**THE EXERCISE:**
Please locate each line in the items below that contains the string "spruce" and copy those lines. The match is case-sensitive.
____
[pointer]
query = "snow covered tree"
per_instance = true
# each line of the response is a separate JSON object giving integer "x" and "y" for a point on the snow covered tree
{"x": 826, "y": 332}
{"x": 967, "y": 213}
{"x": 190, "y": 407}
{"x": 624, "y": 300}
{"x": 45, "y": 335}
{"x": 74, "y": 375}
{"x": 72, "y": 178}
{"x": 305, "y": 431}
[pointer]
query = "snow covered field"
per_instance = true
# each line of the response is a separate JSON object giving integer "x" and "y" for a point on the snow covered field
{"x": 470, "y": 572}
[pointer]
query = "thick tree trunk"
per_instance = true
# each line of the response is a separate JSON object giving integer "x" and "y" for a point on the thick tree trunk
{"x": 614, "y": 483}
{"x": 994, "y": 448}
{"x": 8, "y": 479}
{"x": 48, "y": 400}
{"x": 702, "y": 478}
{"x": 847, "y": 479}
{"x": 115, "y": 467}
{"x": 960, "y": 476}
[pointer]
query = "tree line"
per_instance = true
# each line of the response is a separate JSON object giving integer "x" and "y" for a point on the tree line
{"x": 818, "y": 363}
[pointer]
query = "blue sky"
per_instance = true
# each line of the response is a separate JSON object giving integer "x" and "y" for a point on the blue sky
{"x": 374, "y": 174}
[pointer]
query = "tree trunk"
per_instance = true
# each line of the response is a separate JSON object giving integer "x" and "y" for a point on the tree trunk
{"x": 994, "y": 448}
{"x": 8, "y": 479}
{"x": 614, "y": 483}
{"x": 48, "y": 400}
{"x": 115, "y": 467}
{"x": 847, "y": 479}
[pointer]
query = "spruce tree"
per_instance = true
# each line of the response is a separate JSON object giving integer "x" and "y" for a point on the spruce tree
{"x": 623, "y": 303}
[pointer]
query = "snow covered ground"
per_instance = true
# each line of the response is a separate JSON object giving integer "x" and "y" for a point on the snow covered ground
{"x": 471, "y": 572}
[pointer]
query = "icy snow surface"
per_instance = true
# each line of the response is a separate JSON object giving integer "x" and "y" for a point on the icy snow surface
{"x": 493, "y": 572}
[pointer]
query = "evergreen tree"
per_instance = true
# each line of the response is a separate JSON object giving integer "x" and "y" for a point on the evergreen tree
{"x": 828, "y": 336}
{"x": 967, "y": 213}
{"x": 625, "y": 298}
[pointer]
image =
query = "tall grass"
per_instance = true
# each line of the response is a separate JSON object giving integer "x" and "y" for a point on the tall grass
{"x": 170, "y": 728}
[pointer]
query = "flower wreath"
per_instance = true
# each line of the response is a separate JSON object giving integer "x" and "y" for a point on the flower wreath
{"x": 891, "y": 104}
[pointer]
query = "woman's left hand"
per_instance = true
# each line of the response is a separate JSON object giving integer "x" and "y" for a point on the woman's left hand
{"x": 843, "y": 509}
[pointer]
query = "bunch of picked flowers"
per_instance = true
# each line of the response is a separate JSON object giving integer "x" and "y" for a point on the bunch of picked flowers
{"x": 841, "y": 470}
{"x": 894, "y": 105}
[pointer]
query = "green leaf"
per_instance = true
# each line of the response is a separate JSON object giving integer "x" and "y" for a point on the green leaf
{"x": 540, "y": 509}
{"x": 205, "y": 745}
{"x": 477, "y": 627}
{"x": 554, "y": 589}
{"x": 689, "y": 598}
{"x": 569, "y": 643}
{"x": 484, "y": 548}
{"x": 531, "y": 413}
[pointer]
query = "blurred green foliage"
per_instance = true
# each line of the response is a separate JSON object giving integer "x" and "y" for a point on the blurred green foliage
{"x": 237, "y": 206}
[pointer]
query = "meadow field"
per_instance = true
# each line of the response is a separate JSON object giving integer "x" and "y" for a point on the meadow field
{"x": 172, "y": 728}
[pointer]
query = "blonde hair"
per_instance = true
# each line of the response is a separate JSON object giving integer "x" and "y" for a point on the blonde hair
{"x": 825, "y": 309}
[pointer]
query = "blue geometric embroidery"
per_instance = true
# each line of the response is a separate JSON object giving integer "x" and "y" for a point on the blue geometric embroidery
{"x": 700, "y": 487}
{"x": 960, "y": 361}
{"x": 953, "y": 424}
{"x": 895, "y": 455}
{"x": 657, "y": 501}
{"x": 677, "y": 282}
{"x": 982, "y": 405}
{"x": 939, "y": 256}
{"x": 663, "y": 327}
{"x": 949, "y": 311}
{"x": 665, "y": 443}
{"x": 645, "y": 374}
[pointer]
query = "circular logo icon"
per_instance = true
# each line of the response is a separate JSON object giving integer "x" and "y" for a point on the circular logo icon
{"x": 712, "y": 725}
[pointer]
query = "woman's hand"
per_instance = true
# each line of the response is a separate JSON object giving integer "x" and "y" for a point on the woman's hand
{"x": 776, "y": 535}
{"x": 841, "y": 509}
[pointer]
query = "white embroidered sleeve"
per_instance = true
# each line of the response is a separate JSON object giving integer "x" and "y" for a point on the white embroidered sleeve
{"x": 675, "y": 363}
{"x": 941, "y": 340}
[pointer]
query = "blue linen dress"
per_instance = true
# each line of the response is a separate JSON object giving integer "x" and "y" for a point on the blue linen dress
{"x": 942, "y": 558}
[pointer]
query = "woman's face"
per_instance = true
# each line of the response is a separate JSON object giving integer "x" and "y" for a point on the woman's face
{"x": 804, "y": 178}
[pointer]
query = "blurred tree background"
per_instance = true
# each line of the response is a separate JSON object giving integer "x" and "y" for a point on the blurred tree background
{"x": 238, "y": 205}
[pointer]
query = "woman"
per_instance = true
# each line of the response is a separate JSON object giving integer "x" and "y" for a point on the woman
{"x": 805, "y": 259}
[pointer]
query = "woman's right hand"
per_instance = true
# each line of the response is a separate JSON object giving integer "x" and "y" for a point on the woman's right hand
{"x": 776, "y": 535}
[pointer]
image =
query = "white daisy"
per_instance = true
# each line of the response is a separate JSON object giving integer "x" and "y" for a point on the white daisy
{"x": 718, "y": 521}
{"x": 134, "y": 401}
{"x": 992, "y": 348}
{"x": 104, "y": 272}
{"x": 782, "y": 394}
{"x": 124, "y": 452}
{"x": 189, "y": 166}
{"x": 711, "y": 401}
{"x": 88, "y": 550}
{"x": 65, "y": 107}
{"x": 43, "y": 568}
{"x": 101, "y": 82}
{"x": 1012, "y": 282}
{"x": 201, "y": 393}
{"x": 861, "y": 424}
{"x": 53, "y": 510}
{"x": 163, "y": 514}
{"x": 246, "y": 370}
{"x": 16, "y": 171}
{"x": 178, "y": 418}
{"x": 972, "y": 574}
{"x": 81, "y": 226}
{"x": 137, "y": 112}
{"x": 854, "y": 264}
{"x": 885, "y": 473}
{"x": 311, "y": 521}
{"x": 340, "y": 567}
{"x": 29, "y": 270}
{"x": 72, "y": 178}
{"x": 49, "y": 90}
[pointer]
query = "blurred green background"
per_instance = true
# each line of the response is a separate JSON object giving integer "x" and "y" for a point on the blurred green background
____
**EXERCISE RESULT:**
query = "spruce tree"
# each line of the response is a separate JSON object giving integer "x" and "y" for a point on the spruce tree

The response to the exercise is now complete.